[Stored data entries]
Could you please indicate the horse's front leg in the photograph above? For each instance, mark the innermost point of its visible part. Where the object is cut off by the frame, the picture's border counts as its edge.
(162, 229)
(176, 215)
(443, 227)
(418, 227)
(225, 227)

▶ _What is required_: Write out every entry again, keeping each line exactly the same.

▶ _Exercise output_:
Could you please indicate the horse's front leg in the photograph above? For each instance, mark the innermost point of its visible part. Where the object is cut off by the frame, the picture's border counts as its edge.
(162, 229)
(176, 215)
(443, 227)
(418, 227)
(225, 227)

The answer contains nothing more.